Task to carry out: Give every line from the start of the rows through the line containing "[[[0,68],[0,91],[7,96],[17,96],[22,89],[22,75],[18,68]]]", inclusive, as a numbered list, leaving out blank lines.

Labeled shape rows:
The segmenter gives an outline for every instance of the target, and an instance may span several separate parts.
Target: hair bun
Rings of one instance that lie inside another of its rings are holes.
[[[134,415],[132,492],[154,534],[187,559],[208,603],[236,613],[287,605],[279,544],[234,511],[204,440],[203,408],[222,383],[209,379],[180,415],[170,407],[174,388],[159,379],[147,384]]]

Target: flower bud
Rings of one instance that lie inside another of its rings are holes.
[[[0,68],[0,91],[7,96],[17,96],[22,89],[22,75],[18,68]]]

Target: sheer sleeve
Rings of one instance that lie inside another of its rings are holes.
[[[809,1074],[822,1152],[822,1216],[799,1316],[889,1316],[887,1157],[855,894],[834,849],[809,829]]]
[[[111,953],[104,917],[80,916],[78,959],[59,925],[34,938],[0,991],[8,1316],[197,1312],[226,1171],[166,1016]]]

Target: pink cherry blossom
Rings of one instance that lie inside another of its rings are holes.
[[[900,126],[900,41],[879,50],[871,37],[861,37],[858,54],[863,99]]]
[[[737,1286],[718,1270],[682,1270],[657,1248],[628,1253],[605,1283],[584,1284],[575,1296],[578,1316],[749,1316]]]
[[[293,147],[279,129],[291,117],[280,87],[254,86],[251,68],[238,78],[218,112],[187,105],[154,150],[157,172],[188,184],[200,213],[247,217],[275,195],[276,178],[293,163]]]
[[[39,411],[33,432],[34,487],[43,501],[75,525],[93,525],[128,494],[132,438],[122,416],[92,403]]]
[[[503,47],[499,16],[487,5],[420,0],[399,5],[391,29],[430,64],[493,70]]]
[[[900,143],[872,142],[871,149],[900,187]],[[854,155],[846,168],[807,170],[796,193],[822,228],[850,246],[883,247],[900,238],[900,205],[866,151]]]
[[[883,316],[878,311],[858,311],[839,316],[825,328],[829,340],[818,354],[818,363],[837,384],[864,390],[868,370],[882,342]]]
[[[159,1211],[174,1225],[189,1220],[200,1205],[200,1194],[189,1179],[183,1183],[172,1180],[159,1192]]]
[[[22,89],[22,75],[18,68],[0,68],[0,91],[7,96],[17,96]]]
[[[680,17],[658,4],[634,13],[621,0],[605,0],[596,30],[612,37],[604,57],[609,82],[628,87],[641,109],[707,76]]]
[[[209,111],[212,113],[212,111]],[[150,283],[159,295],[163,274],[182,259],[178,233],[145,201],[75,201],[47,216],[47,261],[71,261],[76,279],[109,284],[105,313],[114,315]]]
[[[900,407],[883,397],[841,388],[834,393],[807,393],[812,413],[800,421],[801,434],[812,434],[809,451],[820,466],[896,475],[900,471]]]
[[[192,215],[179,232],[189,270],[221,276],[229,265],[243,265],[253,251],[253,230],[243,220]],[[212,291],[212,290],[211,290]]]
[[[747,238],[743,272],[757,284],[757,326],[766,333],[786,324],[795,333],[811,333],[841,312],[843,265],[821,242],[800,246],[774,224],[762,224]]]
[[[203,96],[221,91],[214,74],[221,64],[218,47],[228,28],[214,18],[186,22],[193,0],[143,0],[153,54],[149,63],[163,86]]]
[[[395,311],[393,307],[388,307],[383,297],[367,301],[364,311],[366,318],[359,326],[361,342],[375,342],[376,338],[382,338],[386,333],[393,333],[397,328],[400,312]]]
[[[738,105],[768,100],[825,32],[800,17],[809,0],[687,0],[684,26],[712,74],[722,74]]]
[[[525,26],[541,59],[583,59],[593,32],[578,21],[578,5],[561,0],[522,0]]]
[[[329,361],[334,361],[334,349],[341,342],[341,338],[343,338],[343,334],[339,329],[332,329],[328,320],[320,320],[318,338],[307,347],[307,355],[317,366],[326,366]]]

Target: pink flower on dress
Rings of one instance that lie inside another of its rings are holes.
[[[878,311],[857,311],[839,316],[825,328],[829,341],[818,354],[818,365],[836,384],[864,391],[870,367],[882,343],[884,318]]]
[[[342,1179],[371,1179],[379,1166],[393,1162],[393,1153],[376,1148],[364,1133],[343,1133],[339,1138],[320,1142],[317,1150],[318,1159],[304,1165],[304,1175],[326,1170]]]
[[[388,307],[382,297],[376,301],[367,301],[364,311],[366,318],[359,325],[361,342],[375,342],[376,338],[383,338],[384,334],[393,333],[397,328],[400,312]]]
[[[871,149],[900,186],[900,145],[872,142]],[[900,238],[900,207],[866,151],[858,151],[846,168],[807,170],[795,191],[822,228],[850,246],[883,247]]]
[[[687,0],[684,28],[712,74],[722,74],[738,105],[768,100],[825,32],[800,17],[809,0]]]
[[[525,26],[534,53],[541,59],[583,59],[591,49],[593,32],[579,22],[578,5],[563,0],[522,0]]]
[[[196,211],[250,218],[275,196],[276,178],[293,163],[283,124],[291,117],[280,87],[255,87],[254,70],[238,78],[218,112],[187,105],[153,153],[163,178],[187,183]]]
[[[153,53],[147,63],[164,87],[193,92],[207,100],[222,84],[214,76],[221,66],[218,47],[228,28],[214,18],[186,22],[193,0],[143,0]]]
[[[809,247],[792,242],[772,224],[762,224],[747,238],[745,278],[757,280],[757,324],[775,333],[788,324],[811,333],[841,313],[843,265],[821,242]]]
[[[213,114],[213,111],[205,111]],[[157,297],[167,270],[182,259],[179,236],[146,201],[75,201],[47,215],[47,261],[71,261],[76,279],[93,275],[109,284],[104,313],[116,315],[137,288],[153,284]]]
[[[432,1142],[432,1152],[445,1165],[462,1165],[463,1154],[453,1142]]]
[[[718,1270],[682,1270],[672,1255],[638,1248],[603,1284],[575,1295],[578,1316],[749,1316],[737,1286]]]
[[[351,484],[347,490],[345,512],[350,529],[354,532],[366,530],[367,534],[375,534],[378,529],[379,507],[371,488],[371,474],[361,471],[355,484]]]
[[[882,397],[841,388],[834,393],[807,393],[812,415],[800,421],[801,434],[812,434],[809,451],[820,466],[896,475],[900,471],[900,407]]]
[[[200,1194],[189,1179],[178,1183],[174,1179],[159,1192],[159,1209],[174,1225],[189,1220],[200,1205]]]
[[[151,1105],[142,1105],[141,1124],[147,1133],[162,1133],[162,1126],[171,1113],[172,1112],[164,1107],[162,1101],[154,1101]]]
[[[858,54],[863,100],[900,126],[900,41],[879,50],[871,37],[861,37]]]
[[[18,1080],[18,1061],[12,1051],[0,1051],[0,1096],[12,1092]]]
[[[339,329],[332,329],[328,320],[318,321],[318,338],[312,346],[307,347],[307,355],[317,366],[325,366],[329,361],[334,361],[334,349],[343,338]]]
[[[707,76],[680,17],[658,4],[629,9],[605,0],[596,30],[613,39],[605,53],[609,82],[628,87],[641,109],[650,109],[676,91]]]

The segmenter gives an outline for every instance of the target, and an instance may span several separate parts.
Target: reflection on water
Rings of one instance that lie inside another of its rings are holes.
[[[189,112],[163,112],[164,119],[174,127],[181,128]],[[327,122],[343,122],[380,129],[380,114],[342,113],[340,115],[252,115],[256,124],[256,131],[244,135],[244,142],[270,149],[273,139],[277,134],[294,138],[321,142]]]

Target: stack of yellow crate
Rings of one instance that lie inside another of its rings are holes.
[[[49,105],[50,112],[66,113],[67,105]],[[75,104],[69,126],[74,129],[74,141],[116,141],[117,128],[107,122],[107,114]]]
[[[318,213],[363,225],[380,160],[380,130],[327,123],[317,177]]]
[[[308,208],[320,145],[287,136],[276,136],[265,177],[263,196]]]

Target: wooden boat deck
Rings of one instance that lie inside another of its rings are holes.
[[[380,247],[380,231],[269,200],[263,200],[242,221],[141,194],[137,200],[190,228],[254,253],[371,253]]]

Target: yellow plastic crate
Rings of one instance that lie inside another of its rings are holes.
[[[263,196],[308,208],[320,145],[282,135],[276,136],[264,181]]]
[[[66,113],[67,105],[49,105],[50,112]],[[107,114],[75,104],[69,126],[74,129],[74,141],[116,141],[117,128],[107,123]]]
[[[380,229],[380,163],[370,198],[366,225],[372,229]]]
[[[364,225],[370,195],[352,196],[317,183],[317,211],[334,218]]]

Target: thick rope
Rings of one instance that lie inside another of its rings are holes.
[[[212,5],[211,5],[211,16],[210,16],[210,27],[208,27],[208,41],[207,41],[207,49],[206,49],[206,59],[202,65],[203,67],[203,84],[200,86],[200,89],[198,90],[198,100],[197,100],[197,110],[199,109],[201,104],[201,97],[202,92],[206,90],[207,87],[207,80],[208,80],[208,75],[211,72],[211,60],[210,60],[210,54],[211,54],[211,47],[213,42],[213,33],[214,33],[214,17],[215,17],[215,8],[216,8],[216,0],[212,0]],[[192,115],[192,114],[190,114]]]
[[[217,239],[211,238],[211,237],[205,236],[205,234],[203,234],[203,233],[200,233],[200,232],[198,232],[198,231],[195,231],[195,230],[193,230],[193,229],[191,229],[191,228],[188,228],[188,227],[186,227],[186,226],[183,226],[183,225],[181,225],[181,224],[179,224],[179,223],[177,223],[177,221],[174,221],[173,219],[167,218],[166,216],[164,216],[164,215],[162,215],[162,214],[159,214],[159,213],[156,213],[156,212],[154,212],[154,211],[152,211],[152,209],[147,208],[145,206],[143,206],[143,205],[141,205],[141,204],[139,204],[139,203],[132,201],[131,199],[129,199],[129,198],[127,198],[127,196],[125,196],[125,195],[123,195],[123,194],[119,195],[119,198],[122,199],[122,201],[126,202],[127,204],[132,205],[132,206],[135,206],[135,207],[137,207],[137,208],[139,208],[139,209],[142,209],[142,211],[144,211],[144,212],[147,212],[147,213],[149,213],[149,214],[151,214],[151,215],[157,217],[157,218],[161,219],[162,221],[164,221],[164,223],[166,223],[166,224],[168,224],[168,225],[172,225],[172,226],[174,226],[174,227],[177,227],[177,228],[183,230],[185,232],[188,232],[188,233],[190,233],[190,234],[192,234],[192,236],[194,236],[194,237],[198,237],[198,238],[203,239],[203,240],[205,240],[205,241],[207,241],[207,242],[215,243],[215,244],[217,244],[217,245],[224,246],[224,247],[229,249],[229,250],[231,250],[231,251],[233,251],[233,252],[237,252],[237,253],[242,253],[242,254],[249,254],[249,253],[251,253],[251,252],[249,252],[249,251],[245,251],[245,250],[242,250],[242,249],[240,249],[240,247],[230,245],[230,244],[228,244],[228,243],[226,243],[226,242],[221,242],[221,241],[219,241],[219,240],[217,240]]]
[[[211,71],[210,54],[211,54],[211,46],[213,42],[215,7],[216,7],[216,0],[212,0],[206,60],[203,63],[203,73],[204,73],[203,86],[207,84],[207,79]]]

Task solution:
1. The segmenter gives an outline for every instance of the target, and an instance may span several separate parts.
2. Target: hair bun
3. Rings of one instance that lie inside another of its rings are holes.
4. [[[134,415],[132,492],[154,534],[187,559],[208,603],[236,613],[287,605],[279,544],[234,511],[204,440],[203,408],[222,383],[209,379],[180,415],[170,407],[174,388],[159,379],[147,384]]]
5. Target: flower bud
6. Rings of one instance that lie inside another of its rings are holes.
7. [[[0,68],[0,91],[7,96],[17,96],[22,89],[22,75],[18,68]]]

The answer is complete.